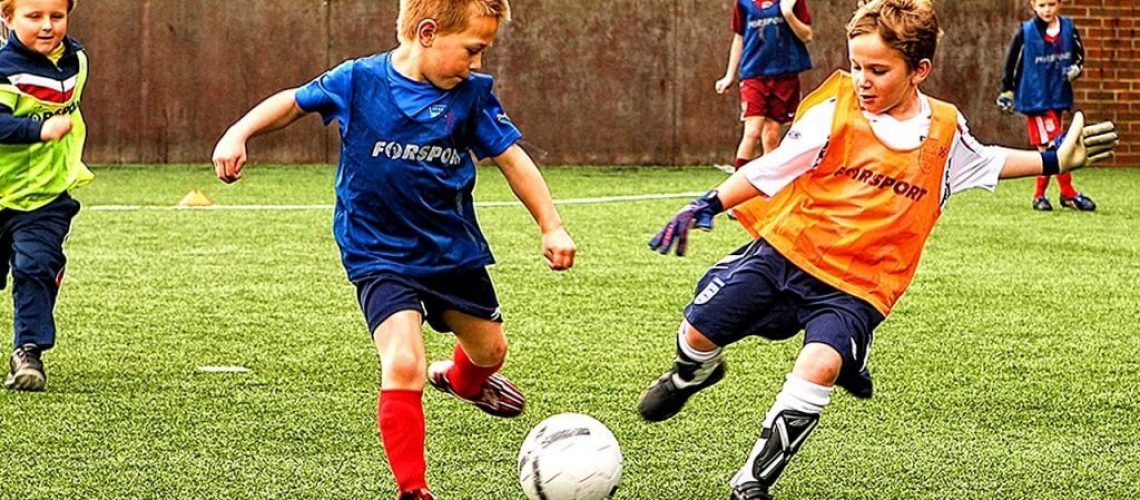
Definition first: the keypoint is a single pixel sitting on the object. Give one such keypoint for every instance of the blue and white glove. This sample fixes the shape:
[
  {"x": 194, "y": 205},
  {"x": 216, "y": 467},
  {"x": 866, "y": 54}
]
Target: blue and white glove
[
  {"x": 1073, "y": 73},
  {"x": 1006, "y": 101},
  {"x": 699, "y": 213}
]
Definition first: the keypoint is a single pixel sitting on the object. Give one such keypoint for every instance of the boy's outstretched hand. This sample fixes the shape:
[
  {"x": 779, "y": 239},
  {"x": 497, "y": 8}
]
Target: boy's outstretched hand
[
  {"x": 1083, "y": 145},
  {"x": 55, "y": 128},
  {"x": 559, "y": 248},
  {"x": 699, "y": 213},
  {"x": 229, "y": 158}
]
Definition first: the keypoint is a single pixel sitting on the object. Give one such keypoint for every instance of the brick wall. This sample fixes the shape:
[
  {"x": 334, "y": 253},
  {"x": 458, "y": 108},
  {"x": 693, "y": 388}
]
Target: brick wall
[{"x": 1110, "y": 85}]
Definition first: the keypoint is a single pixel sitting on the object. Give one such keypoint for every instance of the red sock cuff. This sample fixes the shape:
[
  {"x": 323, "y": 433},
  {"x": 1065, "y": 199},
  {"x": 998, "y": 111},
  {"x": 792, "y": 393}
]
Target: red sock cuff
[
  {"x": 1065, "y": 181},
  {"x": 400, "y": 419},
  {"x": 466, "y": 377}
]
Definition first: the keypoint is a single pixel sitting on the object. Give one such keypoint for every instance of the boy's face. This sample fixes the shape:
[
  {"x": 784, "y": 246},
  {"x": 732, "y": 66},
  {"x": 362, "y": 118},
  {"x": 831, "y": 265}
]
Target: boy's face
[
  {"x": 39, "y": 24},
  {"x": 881, "y": 78},
  {"x": 452, "y": 57},
  {"x": 1047, "y": 9}
]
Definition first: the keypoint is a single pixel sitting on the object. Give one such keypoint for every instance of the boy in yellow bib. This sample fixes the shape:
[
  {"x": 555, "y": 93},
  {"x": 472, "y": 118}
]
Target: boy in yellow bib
[{"x": 841, "y": 211}]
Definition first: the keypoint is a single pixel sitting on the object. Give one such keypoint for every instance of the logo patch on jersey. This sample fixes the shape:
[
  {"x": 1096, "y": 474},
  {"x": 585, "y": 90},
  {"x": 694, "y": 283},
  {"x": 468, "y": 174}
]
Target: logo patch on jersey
[
  {"x": 417, "y": 153},
  {"x": 709, "y": 292},
  {"x": 901, "y": 187},
  {"x": 45, "y": 89}
]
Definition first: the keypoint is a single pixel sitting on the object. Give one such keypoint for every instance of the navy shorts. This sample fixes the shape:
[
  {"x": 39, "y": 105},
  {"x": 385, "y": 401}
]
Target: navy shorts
[
  {"x": 471, "y": 293},
  {"x": 755, "y": 291}
]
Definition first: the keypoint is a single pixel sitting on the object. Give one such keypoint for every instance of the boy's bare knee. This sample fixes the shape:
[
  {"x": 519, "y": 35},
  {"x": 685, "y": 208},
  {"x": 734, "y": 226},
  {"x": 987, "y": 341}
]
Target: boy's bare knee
[
  {"x": 698, "y": 339},
  {"x": 494, "y": 354},
  {"x": 819, "y": 363}
]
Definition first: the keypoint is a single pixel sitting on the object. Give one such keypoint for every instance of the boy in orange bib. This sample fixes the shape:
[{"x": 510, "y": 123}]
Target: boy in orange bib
[{"x": 841, "y": 211}]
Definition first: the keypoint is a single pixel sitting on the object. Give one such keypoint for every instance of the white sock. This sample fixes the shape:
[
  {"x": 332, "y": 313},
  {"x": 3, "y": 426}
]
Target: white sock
[
  {"x": 797, "y": 394},
  {"x": 708, "y": 359}
]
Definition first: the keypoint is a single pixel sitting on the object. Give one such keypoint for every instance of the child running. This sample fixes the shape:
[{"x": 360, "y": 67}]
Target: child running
[
  {"x": 854, "y": 191},
  {"x": 412, "y": 123}
]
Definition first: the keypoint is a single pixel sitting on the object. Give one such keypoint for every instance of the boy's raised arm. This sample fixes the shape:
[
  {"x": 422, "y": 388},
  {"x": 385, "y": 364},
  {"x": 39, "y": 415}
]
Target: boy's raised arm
[
  {"x": 274, "y": 113},
  {"x": 1080, "y": 147},
  {"x": 730, "y": 73},
  {"x": 528, "y": 186}
]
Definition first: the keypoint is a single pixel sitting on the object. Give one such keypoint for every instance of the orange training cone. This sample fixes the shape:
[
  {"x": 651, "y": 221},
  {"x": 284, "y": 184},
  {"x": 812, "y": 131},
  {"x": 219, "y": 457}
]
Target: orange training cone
[{"x": 195, "y": 198}]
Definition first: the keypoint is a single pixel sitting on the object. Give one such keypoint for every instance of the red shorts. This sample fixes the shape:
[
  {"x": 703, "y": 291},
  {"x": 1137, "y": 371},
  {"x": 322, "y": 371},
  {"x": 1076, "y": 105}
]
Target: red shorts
[
  {"x": 1044, "y": 126},
  {"x": 772, "y": 97}
]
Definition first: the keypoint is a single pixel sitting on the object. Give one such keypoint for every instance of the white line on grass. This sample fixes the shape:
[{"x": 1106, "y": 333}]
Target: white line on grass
[
  {"x": 286, "y": 207},
  {"x": 225, "y": 369}
]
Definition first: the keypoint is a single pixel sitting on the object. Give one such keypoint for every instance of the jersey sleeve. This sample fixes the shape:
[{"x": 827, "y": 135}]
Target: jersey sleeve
[
  {"x": 1012, "y": 68},
  {"x": 738, "y": 18},
  {"x": 798, "y": 153},
  {"x": 328, "y": 93},
  {"x": 972, "y": 164},
  {"x": 801, "y": 13},
  {"x": 494, "y": 130},
  {"x": 15, "y": 130}
]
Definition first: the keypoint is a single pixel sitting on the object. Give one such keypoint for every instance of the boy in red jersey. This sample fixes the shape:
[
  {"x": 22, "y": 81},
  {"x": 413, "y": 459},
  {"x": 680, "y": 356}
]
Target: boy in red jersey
[
  {"x": 413, "y": 122},
  {"x": 1044, "y": 57},
  {"x": 854, "y": 191},
  {"x": 768, "y": 52}
]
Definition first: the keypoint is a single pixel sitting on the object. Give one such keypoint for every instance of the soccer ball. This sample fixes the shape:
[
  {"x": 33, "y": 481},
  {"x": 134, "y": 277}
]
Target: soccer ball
[{"x": 570, "y": 457}]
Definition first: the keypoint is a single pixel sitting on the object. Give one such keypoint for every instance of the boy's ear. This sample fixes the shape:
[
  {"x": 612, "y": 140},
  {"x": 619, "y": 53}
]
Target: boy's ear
[
  {"x": 425, "y": 32},
  {"x": 921, "y": 72}
]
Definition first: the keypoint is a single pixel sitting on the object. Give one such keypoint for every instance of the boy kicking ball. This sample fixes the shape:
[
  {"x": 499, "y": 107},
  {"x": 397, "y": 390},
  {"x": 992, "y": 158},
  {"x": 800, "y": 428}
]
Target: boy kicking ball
[
  {"x": 412, "y": 122},
  {"x": 854, "y": 190}
]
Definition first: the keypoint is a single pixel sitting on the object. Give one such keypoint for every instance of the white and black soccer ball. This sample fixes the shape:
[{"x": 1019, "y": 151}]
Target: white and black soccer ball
[{"x": 570, "y": 457}]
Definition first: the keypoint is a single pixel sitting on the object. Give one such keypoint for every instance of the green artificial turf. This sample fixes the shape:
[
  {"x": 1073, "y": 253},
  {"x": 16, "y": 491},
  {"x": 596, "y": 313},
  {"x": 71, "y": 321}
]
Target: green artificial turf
[{"x": 1008, "y": 370}]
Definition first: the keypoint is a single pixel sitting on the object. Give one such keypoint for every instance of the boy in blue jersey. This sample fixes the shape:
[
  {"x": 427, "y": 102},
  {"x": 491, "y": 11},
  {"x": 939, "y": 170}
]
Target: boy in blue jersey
[
  {"x": 42, "y": 75},
  {"x": 1044, "y": 57},
  {"x": 413, "y": 121},
  {"x": 768, "y": 51}
]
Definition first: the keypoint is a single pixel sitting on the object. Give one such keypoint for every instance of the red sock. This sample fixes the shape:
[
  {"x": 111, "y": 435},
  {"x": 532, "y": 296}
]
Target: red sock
[
  {"x": 466, "y": 377},
  {"x": 1065, "y": 180},
  {"x": 400, "y": 418}
]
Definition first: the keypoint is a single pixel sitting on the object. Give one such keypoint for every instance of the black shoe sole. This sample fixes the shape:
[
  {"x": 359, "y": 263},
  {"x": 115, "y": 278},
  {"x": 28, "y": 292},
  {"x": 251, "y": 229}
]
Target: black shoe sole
[
  {"x": 25, "y": 380},
  {"x": 682, "y": 398}
]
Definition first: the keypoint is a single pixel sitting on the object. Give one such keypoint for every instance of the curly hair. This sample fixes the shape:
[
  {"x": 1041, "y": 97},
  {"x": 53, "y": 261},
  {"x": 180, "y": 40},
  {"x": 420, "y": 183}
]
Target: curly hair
[
  {"x": 910, "y": 26},
  {"x": 452, "y": 15},
  {"x": 8, "y": 6}
]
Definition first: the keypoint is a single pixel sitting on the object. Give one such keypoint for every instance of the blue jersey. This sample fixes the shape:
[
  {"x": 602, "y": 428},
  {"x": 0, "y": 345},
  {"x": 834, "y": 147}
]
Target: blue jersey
[
  {"x": 407, "y": 166},
  {"x": 771, "y": 47},
  {"x": 1043, "y": 85}
]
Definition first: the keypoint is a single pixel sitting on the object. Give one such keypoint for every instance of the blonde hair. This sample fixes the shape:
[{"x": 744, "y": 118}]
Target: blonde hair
[
  {"x": 450, "y": 15},
  {"x": 909, "y": 26},
  {"x": 8, "y": 6}
]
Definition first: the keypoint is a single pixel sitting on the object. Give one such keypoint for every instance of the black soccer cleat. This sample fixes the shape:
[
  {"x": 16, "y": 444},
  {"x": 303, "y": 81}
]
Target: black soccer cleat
[
  {"x": 498, "y": 396},
  {"x": 1080, "y": 203},
  {"x": 750, "y": 491},
  {"x": 25, "y": 369},
  {"x": 664, "y": 399},
  {"x": 422, "y": 493}
]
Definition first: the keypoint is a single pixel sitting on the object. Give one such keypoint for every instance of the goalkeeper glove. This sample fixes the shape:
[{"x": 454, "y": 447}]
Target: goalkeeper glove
[
  {"x": 698, "y": 213},
  {"x": 1083, "y": 145},
  {"x": 1006, "y": 101},
  {"x": 1073, "y": 73}
]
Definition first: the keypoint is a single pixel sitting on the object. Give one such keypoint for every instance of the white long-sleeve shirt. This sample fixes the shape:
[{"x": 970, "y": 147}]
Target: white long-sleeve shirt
[{"x": 970, "y": 164}]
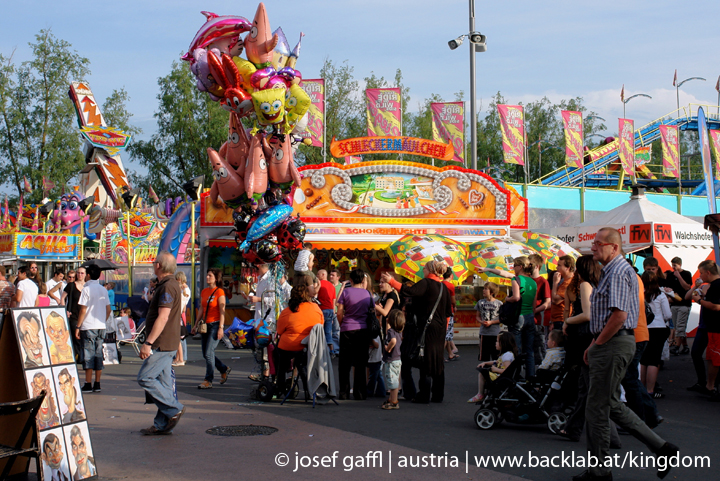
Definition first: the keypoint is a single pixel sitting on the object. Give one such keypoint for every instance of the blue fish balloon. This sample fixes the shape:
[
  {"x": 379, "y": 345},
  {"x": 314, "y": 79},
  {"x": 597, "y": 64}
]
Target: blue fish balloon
[{"x": 268, "y": 221}]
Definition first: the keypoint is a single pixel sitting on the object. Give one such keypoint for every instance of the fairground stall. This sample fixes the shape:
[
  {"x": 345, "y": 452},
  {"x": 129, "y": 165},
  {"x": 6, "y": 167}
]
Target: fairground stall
[{"x": 354, "y": 212}]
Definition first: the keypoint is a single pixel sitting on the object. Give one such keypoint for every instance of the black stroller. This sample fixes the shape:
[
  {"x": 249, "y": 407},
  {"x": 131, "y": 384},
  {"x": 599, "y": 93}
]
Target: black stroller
[{"x": 534, "y": 401}]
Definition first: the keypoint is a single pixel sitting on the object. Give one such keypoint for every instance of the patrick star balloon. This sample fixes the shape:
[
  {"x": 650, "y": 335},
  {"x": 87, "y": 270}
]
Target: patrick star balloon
[
  {"x": 260, "y": 42},
  {"x": 237, "y": 147},
  {"x": 256, "y": 174},
  {"x": 228, "y": 184},
  {"x": 281, "y": 165}
]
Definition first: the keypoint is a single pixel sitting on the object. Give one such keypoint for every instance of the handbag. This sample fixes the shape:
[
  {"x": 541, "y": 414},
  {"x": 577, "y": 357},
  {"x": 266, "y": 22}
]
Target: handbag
[
  {"x": 417, "y": 355},
  {"x": 510, "y": 311},
  {"x": 202, "y": 325}
]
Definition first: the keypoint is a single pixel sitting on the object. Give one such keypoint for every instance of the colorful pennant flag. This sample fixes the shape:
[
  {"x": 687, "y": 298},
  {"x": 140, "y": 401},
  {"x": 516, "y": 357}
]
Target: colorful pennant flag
[
  {"x": 572, "y": 123},
  {"x": 512, "y": 124},
  {"x": 671, "y": 150},
  {"x": 48, "y": 185},
  {"x": 6, "y": 216},
  {"x": 715, "y": 142},
  {"x": 153, "y": 196},
  {"x": 626, "y": 149},
  {"x": 315, "y": 88},
  {"x": 449, "y": 126},
  {"x": 384, "y": 112},
  {"x": 643, "y": 155}
]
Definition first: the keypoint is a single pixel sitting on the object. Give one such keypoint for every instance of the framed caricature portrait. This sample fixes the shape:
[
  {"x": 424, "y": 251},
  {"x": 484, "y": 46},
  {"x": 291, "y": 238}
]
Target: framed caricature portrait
[
  {"x": 54, "y": 455},
  {"x": 82, "y": 461},
  {"x": 37, "y": 381},
  {"x": 29, "y": 328},
  {"x": 70, "y": 401},
  {"x": 57, "y": 335}
]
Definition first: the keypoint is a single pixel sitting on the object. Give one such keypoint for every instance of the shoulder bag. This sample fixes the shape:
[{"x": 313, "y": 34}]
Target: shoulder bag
[
  {"x": 202, "y": 326},
  {"x": 417, "y": 355}
]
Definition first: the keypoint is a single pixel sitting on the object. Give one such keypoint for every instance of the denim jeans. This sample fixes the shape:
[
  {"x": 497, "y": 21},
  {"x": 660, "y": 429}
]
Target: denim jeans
[
  {"x": 699, "y": 345},
  {"x": 376, "y": 383},
  {"x": 636, "y": 394},
  {"x": 209, "y": 343},
  {"x": 524, "y": 334},
  {"x": 155, "y": 377},
  {"x": 92, "y": 341},
  {"x": 329, "y": 327}
]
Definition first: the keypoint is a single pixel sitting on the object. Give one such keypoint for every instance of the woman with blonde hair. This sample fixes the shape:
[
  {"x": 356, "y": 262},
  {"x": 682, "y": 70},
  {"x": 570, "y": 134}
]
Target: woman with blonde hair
[
  {"x": 426, "y": 322},
  {"x": 524, "y": 291}
]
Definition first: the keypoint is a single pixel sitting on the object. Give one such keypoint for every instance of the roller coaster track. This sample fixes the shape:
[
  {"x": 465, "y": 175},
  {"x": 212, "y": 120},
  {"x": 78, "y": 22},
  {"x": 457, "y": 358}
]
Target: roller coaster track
[{"x": 685, "y": 118}]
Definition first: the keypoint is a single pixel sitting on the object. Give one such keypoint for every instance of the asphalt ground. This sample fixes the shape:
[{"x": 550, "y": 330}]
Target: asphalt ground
[{"x": 354, "y": 427}]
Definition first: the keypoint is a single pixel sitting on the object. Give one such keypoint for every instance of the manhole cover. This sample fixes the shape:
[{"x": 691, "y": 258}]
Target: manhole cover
[{"x": 241, "y": 430}]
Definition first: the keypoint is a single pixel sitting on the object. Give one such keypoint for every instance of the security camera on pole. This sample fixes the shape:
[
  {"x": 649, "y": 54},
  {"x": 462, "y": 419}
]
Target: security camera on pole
[{"x": 478, "y": 44}]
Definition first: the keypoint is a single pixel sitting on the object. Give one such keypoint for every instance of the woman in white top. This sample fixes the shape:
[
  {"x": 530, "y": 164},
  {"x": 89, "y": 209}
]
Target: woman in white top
[
  {"x": 182, "y": 350},
  {"x": 658, "y": 330}
]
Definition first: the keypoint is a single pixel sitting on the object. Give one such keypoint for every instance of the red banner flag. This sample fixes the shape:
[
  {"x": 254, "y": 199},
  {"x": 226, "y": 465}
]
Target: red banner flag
[
  {"x": 153, "y": 196},
  {"x": 671, "y": 150},
  {"x": 315, "y": 88},
  {"x": 384, "y": 112},
  {"x": 449, "y": 126},
  {"x": 626, "y": 149},
  {"x": 512, "y": 124},
  {"x": 715, "y": 143},
  {"x": 572, "y": 123}
]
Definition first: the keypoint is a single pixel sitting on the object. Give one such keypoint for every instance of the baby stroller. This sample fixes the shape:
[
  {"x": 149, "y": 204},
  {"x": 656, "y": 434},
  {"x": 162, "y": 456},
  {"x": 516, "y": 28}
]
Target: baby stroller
[{"x": 534, "y": 401}]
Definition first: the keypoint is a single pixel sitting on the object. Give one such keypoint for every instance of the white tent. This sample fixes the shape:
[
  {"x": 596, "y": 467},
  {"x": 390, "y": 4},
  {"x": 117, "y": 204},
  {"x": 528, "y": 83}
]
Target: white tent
[{"x": 646, "y": 225}]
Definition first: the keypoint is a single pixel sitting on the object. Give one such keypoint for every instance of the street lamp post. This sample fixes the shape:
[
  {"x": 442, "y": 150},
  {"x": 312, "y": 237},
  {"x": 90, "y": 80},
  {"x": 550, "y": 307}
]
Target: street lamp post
[
  {"x": 477, "y": 44},
  {"x": 677, "y": 90}
]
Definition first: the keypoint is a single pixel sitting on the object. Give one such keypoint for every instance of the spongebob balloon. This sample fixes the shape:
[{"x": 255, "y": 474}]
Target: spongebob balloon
[
  {"x": 269, "y": 107},
  {"x": 297, "y": 103}
]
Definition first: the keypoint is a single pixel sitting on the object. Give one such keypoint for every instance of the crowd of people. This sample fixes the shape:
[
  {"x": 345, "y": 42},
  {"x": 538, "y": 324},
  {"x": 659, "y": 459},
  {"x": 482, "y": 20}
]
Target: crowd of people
[{"x": 608, "y": 327}]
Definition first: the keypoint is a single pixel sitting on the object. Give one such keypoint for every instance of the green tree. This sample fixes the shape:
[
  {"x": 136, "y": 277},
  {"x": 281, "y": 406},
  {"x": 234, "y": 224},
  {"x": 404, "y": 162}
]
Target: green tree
[
  {"x": 115, "y": 112},
  {"x": 188, "y": 123},
  {"x": 38, "y": 135}
]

+ + +

- WHAT YOU NEED TO DO:
Produce an exact copy of the lines from the one containing "of the crowd" through the last line, and of nothing else.

- THE SOLUTION:
Definition first: the keypoint is a single pixel sitting on the object. Give one such keypoint for every instance of the crowd of people. This sample fixes the shape:
[
  {"x": 345, "y": 42},
  {"x": 538, "y": 324},
  {"x": 659, "y": 459},
  {"x": 482, "y": 20}
]
Target: crowd of people
[{"x": 608, "y": 327}]
Definition first: the keypoint is a single pixel sitting on the object. Give one such keypoint for every instance of the green tree. This sample fixes the shape:
[
  {"x": 136, "y": 277},
  {"x": 281, "y": 406},
  {"x": 234, "y": 224},
  {"x": 404, "y": 162}
]
Target: green tree
[
  {"x": 115, "y": 112},
  {"x": 188, "y": 123},
  {"x": 38, "y": 135}
]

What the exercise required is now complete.